>> START Task data

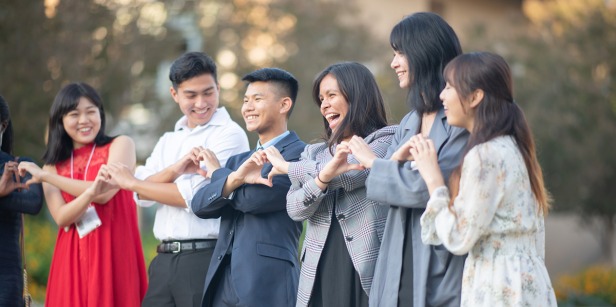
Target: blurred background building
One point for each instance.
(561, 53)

>> END Task data
>> START Task data

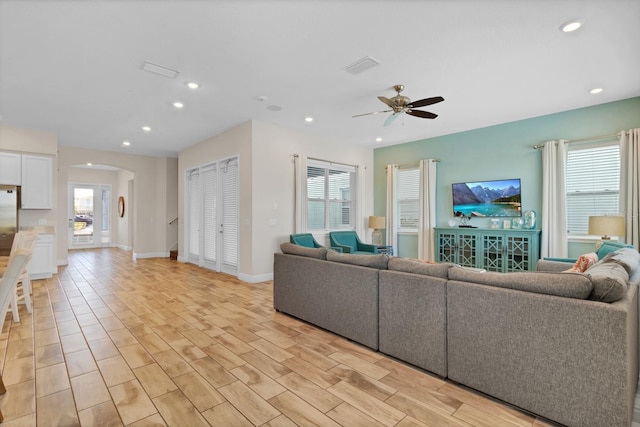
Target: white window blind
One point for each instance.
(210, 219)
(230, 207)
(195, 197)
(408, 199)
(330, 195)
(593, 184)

>> END Task data

Locate every line in the two blocks of rows that contains the string "Target", and copy each of those lines.

> **Correct answer**
Target: blurred background building
Target: white window blind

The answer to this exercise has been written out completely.